What is needed is an exact copy of every entry below.
━━━━━ Information given ━━━━━
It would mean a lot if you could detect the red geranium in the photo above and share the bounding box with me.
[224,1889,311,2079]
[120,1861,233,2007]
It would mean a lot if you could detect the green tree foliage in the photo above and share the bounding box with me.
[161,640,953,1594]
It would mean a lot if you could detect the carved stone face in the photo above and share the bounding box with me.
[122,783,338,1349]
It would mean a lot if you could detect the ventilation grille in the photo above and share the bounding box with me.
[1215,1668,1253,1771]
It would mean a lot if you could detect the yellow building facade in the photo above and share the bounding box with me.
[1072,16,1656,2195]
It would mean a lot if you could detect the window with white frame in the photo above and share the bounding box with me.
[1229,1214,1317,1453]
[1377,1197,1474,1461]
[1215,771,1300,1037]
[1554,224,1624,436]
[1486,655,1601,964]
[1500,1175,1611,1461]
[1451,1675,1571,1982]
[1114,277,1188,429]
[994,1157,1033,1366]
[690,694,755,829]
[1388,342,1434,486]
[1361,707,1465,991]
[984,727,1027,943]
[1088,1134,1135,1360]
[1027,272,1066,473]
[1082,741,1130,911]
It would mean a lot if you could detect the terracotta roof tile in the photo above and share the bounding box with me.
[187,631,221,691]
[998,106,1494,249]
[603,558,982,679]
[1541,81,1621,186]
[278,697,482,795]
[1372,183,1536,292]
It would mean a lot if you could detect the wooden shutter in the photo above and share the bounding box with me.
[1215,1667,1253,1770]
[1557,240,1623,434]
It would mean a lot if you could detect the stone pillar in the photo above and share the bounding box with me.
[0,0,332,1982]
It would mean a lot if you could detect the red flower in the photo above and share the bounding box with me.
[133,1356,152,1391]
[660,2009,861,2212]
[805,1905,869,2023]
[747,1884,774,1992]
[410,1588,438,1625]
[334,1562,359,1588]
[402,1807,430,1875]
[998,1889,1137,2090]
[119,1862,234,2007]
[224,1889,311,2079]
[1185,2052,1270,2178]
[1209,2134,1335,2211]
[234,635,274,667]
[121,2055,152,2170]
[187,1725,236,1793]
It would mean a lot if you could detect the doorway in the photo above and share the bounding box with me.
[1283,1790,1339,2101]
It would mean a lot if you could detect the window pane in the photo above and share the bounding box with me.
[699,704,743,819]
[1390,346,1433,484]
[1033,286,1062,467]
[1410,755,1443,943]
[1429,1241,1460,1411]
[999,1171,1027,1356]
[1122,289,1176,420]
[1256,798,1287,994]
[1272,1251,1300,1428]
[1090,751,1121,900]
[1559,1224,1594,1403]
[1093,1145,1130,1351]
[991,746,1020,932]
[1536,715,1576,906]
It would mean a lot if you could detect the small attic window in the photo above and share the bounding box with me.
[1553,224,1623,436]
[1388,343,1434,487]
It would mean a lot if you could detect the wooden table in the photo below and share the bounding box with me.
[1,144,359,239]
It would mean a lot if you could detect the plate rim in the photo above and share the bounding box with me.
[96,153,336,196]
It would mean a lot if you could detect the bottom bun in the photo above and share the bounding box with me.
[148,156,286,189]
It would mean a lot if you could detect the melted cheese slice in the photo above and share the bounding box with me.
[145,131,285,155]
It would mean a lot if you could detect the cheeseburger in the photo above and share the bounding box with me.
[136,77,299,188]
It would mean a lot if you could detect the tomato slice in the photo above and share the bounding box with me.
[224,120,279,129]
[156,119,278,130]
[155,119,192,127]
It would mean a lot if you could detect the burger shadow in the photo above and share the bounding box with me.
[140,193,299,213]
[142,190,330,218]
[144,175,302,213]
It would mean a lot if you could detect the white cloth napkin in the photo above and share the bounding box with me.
━━━━━
### Expected output
It would mean a lot if you could detect the red geranium in the photo above and share the bounding box with me.
[224,1889,311,2079]
[120,1861,233,2007]
It would mean a lot if you could detect the green tree foliage in the photo above and share the bounding box with me.
[161,640,953,1594]
It would mean a lot if you could detect the carved stone face in the photo above and share the bounding box with me.
[122,783,338,1349]
It would mean a lot if you could detect the ventilation grille in the photo above and share the bounding box with me.
[1215,1668,1253,1771]
It would mean a lot if you could detect the yellow building facade in the photo above and share the bounding box with me.
[1072,16,1656,2195]
It would mean a lot if you could detect the window with white frame in the photo above and share the bounding box with me.
[1229,1214,1317,1453]
[1377,1197,1474,1461]
[1215,771,1300,1037]
[1554,224,1624,436]
[1486,655,1601,964]
[1500,1175,1611,1461]
[1451,1675,1571,1982]
[1114,277,1188,429]
[994,1157,1033,1366]
[690,694,755,829]
[1388,342,1434,486]
[1361,707,1465,991]
[984,727,1027,943]
[1088,1134,1135,1360]
[1027,272,1066,473]
[1082,741,1130,911]
It would mean a lot if you could detect the terracotta roof tile in the photo above and share the bounding box with me.
[187,631,221,691]
[998,106,1494,249]
[603,558,982,679]
[1541,81,1621,186]
[278,697,482,795]
[1372,183,1536,292]
It would mean a lot if you could detect the wooden shutter in the photo above and share the bounding box with me.
[1215,1667,1253,1770]
[1557,240,1623,434]
It would mean a lot if you could detect the stone pillar in the photo above and share the bounding box with me.
[0,0,332,1982]
It would mean a lot if you could detect the red flower in the photo above and share the bounding box with me.
[133,1356,152,1391]
[660,2009,861,2212]
[805,1905,869,2023]
[747,1884,774,1992]
[410,1588,438,1625]
[334,1562,359,1588]
[402,1807,430,1875]
[998,1889,1137,2090]
[119,1862,234,2007]
[224,1889,311,2079]
[1185,2052,1270,2178]
[1209,2134,1335,2211]
[234,635,274,667]
[121,2055,152,2170]
[187,1725,236,1793]
It would mean a lot if you could detect the doorway in the photo above and share the bounding box with me.
[1283,1790,1339,2101]
It would mean a lot if you could detect the window pane in the photo above and share the bounding box with me.
[699,704,743,819]
[1390,346,1433,484]
[1033,286,1062,467]
[1410,755,1443,943]
[1429,1241,1460,1411]
[999,1171,1027,1356]
[1122,289,1176,420]
[1256,798,1287,994]
[1272,1251,1300,1428]
[1090,751,1121,900]
[1559,1224,1594,1403]
[1093,1145,1130,1351]
[991,746,1020,932]
[1536,715,1576,906]
It would mean a lot if you could detect the small attic window in the photo above and share the bounding box with me.
[1553,224,1623,436]
[1388,343,1434,487]
It would mean a lot if you could detect the wooden table in the photo below and share the bounding box with me.
[1,144,359,239]
It would mean a lot if you could detect the plate rim in the photo above and share the bounding box with me.
[96,153,336,196]
It would mean a lot if you could detect the bottom bun in the photo above and share the bounding box with me.
[148,156,286,189]
It would mean a lot if you could detect the melted cheese slice in the photo above and share the bounding box with me.
[145,131,285,155]
It would mean a lot if you could detect the cheeseburger in the photo above and share the bounding box with me.
[136,77,299,188]
It would mean a lot if you could detect the tomato slice in the photo above and share the bounding box with me.
[224,120,279,129]
[156,119,278,130]
[155,119,192,127]
It would mean a lot if you could detect the burger shadow in the photo above and share the bounding box with me.
[140,193,299,213]
[142,190,330,218]
[144,175,302,213]
It would mean a lot if you could detect the white cloth napkin in the photo above and share the bounding box with me.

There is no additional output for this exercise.